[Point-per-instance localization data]
□ □ □ □

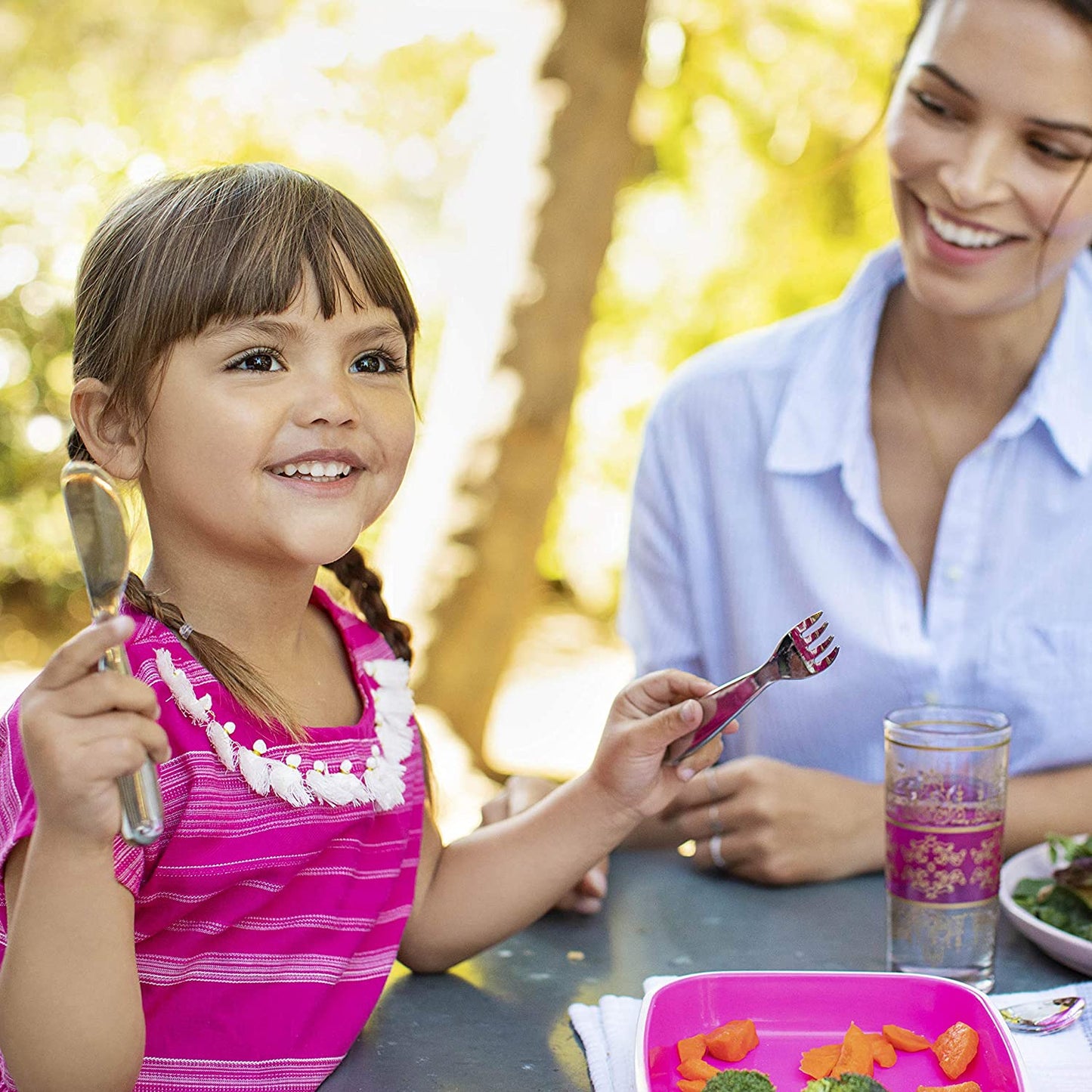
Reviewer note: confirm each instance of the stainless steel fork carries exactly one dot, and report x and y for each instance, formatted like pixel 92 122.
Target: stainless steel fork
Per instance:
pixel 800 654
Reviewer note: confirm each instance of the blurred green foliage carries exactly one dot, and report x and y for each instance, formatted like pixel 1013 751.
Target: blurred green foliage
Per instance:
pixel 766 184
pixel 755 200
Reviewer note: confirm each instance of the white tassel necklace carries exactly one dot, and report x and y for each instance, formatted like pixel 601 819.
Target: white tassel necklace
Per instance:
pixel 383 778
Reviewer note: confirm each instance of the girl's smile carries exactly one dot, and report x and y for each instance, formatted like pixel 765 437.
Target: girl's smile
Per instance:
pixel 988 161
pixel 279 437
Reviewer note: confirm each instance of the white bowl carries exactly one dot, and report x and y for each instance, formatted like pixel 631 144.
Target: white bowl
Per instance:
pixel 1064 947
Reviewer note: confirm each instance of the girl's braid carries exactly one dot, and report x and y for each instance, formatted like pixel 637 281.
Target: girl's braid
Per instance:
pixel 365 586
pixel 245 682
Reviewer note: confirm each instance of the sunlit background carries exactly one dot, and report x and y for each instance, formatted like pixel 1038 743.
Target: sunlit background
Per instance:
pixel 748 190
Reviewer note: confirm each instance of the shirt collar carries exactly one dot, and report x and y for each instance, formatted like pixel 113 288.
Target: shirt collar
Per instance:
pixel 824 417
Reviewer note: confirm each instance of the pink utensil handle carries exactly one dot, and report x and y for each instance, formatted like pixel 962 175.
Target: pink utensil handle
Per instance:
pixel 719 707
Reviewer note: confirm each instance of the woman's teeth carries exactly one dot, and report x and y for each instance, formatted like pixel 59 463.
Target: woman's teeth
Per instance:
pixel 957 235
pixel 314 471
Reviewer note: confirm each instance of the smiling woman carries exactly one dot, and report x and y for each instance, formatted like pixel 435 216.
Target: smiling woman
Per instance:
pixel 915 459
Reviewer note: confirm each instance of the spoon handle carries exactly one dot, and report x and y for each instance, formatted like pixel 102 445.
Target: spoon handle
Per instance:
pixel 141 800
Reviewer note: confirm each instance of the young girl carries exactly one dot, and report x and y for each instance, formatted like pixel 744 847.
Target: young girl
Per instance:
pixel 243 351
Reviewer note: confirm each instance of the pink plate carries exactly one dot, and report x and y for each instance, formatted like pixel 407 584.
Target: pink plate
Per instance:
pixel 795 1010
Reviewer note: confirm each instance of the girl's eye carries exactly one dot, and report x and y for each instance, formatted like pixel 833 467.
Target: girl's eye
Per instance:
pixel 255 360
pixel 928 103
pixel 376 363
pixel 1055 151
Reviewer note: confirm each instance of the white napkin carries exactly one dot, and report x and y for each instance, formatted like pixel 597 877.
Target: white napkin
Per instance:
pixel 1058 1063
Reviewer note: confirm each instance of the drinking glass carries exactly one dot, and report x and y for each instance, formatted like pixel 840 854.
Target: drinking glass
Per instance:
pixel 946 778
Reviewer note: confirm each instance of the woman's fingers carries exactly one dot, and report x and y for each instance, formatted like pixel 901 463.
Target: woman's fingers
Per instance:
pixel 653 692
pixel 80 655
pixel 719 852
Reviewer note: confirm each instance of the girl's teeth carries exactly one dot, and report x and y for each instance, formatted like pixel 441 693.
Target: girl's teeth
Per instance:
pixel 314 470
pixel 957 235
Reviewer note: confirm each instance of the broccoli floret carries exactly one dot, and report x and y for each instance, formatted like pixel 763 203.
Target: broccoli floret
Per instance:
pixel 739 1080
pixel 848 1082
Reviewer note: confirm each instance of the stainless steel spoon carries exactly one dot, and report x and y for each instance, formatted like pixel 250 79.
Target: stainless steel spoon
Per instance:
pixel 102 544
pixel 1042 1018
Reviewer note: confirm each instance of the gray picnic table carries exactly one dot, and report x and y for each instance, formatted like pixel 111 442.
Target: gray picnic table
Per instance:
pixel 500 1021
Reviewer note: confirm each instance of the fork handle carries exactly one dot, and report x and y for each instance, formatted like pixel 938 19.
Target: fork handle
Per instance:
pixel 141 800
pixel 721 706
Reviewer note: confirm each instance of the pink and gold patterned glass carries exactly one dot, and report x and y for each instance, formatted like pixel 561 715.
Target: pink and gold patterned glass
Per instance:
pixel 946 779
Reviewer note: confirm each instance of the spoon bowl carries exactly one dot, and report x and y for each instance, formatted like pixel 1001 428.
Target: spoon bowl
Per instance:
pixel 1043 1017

□ □ □ □

[Brief] Begin with the line that contains "Reviewer note: confirm each instance of the spoon bowl" and end with the last line of the records; set down every line in that span exactly, and nothing else.

[Your solution]
Reviewer note: confirm each instance of the spoon bowl carries exactly one dot, and report x and y for each instance, formatted like pixel 1001 428.
Target: spoon bowl
Per instance:
pixel 1043 1017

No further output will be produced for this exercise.